---------- EXTRACTED RECORDS ----------
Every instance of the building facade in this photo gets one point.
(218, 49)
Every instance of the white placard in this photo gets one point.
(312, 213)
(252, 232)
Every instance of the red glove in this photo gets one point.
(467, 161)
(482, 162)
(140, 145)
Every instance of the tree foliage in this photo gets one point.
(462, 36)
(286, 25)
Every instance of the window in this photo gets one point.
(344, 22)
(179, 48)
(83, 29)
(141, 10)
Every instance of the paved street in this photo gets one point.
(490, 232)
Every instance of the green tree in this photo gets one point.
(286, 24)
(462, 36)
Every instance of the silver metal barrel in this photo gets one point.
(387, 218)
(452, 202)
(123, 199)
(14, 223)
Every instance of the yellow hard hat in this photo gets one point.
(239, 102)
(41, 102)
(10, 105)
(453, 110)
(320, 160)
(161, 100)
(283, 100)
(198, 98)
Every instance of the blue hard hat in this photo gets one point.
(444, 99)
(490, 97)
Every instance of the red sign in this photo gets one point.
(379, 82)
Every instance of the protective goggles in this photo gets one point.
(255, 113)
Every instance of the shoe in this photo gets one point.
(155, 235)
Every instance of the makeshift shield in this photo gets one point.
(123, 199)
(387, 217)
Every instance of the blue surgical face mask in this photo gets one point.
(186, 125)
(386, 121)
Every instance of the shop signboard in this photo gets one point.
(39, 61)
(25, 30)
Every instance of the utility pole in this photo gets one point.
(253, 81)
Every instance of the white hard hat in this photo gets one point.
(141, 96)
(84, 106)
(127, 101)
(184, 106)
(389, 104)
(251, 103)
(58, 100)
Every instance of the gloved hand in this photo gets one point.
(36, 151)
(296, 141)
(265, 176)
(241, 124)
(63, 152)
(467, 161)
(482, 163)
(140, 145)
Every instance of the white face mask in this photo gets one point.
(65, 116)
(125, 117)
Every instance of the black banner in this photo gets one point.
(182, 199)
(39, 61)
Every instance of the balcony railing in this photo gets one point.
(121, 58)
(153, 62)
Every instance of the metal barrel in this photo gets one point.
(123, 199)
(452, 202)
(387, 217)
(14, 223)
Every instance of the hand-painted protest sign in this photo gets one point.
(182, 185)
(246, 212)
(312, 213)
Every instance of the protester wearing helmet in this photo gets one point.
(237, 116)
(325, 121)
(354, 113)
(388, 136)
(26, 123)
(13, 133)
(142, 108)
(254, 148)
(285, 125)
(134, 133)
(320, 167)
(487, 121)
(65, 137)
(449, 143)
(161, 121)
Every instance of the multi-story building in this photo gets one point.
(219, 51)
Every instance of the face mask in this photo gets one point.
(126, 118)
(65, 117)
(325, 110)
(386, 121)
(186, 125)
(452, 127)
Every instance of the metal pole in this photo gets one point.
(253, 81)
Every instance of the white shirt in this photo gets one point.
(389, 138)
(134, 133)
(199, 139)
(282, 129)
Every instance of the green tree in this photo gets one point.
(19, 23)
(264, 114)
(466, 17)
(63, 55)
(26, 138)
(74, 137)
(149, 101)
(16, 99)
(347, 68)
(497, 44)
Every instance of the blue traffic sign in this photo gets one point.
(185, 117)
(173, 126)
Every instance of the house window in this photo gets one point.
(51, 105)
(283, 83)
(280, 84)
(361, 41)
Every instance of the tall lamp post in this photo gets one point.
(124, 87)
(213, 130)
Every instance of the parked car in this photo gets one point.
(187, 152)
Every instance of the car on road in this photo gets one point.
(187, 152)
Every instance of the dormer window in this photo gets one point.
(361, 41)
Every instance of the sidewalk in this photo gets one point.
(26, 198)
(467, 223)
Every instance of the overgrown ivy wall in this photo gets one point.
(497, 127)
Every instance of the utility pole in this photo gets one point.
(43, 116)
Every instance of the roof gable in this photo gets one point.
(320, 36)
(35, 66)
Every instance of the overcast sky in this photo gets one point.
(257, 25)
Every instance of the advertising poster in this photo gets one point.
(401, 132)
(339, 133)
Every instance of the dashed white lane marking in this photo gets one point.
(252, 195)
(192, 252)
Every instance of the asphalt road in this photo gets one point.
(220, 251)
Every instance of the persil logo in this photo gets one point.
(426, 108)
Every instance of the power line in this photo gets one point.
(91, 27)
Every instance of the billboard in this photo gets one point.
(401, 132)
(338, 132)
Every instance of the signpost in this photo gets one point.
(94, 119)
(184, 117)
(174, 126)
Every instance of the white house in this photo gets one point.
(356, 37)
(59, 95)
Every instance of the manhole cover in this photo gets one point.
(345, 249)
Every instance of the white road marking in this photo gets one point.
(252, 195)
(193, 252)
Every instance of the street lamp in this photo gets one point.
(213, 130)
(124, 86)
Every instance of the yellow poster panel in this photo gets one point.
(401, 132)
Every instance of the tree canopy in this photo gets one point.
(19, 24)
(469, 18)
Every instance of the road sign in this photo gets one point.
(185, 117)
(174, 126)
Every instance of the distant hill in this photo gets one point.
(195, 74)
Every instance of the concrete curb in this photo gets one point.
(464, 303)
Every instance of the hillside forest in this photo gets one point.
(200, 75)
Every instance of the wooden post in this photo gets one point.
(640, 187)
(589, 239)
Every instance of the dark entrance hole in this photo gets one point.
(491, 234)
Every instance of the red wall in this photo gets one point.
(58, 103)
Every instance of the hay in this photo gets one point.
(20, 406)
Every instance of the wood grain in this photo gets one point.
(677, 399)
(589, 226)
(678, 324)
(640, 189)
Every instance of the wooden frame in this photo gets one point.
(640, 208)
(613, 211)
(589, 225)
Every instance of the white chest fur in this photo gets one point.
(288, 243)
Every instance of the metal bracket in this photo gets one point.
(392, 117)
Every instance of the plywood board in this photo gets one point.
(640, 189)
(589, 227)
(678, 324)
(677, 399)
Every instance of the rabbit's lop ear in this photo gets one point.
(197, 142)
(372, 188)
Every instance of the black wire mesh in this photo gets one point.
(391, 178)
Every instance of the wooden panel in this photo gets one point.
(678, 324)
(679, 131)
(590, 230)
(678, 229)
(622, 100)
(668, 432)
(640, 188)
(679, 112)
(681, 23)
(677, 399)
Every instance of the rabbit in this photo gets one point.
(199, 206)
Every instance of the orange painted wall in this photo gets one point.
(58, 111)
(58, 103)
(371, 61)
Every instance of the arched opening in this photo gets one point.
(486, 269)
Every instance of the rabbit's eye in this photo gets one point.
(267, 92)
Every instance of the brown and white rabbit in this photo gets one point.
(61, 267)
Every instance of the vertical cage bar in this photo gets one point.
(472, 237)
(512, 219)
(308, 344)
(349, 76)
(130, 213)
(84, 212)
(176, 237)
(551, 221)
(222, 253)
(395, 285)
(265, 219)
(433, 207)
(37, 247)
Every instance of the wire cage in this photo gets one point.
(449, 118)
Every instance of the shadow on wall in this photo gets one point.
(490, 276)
----------
Your reply should hold all the entries, each repeated without a single change.

■ RESPONSE AREA:
Every instance of the building facade in this photo gets one point.
(218, 49)
Every instance of the white placard in this photo gets one point.
(312, 213)
(252, 232)
Every instance of the red glove in this photo gets one point.
(467, 161)
(482, 162)
(140, 145)
Every instance of the tree foliage in this photo gets one point.
(462, 36)
(286, 25)
Every instance of the window in this photo gets one point.
(344, 22)
(179, 48)
(83, 29)
(141, 10)
Every instance of the paved street in this photo gets one point.
(490, 232)
Every instance of the green tree in this photo gets one point.
(286, 24)
(462, 36)
Every instance of the silver metal barrel in this photo gets one point.
(387, 218)
(452, 202)
(123, 199)
(14, 223)
Every instance of the yellow hard hat in this photo gets one point.
(239, 102)
(41, 102)
(10, 105)
(453, 110)
(320, 160)
(161, 100)
(283, 100)
(198, 98)
Every instance of the blue hard hat in this photo gets one point.
(444, 99)
(490, 97)
Every instance of the red sign in this photo gets one point.
(379, 82)
Every instance of the protective goggles in this photo gets one point.
(255, 113)
Every instance of the shoe in this photo gets one point.
(155, 235)
Every instance of the makeshift shield in this photo gets one point.
(123, 199)
(387, 217)
Every instance of the blue surgical face mask in this photo gets one point.
(186, 125)
(386, 121)
Every instance of the shop signboard in this photo gets one point.
(39, 61)
(25, 30)
Every instance of the utility pole in this photo gets one point.
(253, 81)
Every instance of the white hard hat in this photo gets one point.
(141, 96)
(84, 106)
(127, 101)
(184, 106)
(389, 104)
(251, 103)
(58, 100)
Every instance of the gloved hand in this photo gets one point.
(36, 151)
(296, 141)
(265, 176)
(241, 124)
(63, 152)
(467, 161)
(482, 163)
(140, 145)
Every instance of the white face mask in this photo gets one point.
(65, 116)
(125, 117)
Every instance of the black banner in this photo gets one point.
(182, 199)
(39, 61)
Every instance of the balcony railing in this photo gets one point.
(121, 58)
(153, 62)
Every instance of the metal barrel in this photo gets one point.
(123, 199)
(452, 202)
(387, 217)
(14, 223)
Every instance of the hand-painted protest sign in this photo gets one point.
(182, 185)
(246, 212)
(312, 213)
Every instance of the protester wearing helmet in this photo gets one point.
(237, 116)
(325, 121)
(354, 113)
(388, 136)
(26, 123)
(13, 133)
(142, 108)
(254, 148)
(285, 125)
(134, 133)
(320, 167)
(487, 121)
(65, 137)
(449, 143)
(161, 121)
Every instance of the multi-story building in this photo gets one point.
(219, 51)
Every instance of the face mask in this photo gets one point.
(126, 118)
(65, 117)
(325, 110)
(386, 121)
(186, 125)
(452, 127)
Every instance of the metal pole in this photo gets one point.
(253, 81)
Every instance of the white shirt in this photo gets one point.
(389, 138)
(134, 133)
(199, 139)
(282, 129)
Every instance of the green tree in this photo gets one point.
(19, 23)
(264, 114)
(466, 17)
(63, 55)
(26, 138)
(74, 137)
(149, 101)
(16, 99)
(347, 68)
(497, 44)
Every instance of the blue traffic sign in this photo gets one point.
(185, 117)
(173, 126)
Every instance of the house window in this photo gets one point.
(51, 105)
(283, 83)
(280, 84)
(361, 41)
Every instance of the tall lamp post in this photo gets one point.
(124, 87)
(213, 130)
Every instance of the parked car in this photo gets one point.
(187, 152)
Every instance of the car on road in this photo gets one point.
(187, 152)
Every instance of the dormer window in this photo gets one point.
(361, 41)
Every instance of the sidewalk in this photo gets one point.
(26, 198)
(467, 223)
Every instance of the overgrown ivy wall in this photo gets one point.
(497, 127)
Every instance of the utility pole in this photo gets one point.
(43, 116)
Every instance of the roof gable in this photo gets one point.
(320, 36)
(35, 66)
Every instance of the overcast sky in this photo gets one point.
(257, 25)
Every instance of the advertising poster in this photo gets one point.
(401, 132)
(339, 133)
Every instance of the dashed white lane marking in this photo gets one point.
(252, 195)
(192, 252)
Every instance of the asphalt road in this photo gets one point.
(220, 251)
Every instance of the persil logo in this photo gets one point.
(426, 108)
Every instance of the power line in this photo gets one point.
(91, 27)
Every instance of the billboard in this photo gets one point.
(401, 132)
(338, 132)
Every instance of the signpost in this photo gets one point.
(94, 119)
(184, 117)
(174, 126)
Every instance of the white house in this photo gets one point.
(356, 37)
(59, 95)
Every instance of the manhole cover in this photo gets one point.
(345, 249)
Every instance of the white road marking in this photo gets one point.
(252, 195)
(193, 252)
Every instance of the street lamp in this photo gets one point.
(213, 130)
(124, 86)
Every instance of the yellow poster panel in this photo gets one point.
(401, 132)
Every instance of the tree canopy in this photo gets one point.
(19, 24)
(469, 18)
Every instance of the road sign in this photo gets one point.
(185, 117)
(174, 126)
Every instance of the distant hill in this photo gets one point.
(195, 74)
Every instance of the concrete curb in this photo gets one point.
(464, 303)
Every instance of the hillside forest in this photo gets one point.
(200, 75)
Every instance of the wooden post in this photo gets one point.
(640, 187)
(589, 239)
Every instance of the dark entrance hole in this photo gets one point.
(491, 234)
Every instance of the red wall in this photo gets one point.
(58, 103)
Every instance of the hay in this photo gets one point.
(20, 406)
Every instance of the wood grain in this photo gets one point.
(677, 399)
(589, 226)
(678, 324)
(640, 189)
Every instance of the wooden frame in this photo gets one point.
(640, 208)
(613, 211)
(589, 225)
Every instance of the white chest fur in this photo gets one point.
(288, 243)
Every instance of the metal bracket in this photo gets one point.
(392, 117)
Every instance of the plywood board in this photo gets one point.
(640, 189)
(589, 227)
(678, 324)
(677, 399)
Every instance of the rabbit's lop ear in this photo gets one point.
(197, 142)
(372, 188)
Every instance of the black wire mesh in this photo gets one point.
(391, 178)
Every instance of the wooden panel in this photo gets one point.
(678, 324)
(679, 131)
(590, 230)
(678, 229)
(622, 100)
(668, 432)
(640, 188)
(679, 112)
(681, 23)
(677, 399)
Every instance of the rabbit in this photo gets one point.
(199, 206)
Every instance of the orange painted wall in this photo gets one point.
(58, 111)
(58, 103)
(371, 61)
Every instance of the arched opening in this photo gets one point.
(486, 269)
Every instance of the rabbit's eye in this photo gets one point.
(267, 92)
Every instance of the brown and white rabbit in this photo gets one point.
(61, 267)
Every instance of the vertical cage bar in this photo gets one point.
(472, 237)
(512, 219)
(308, 344)
(349, 76)
(130, 213)
(84, 212)
(176, 237)
(551, 221)
(222, 253)
(395, 285)
(265, 219)
(433, 207)
(37, 247)
Every instance of the wire cage in this photo gets one point.
(449, 118)
Every instance of the shadow on wall in this photo gets one point.
(490, 276)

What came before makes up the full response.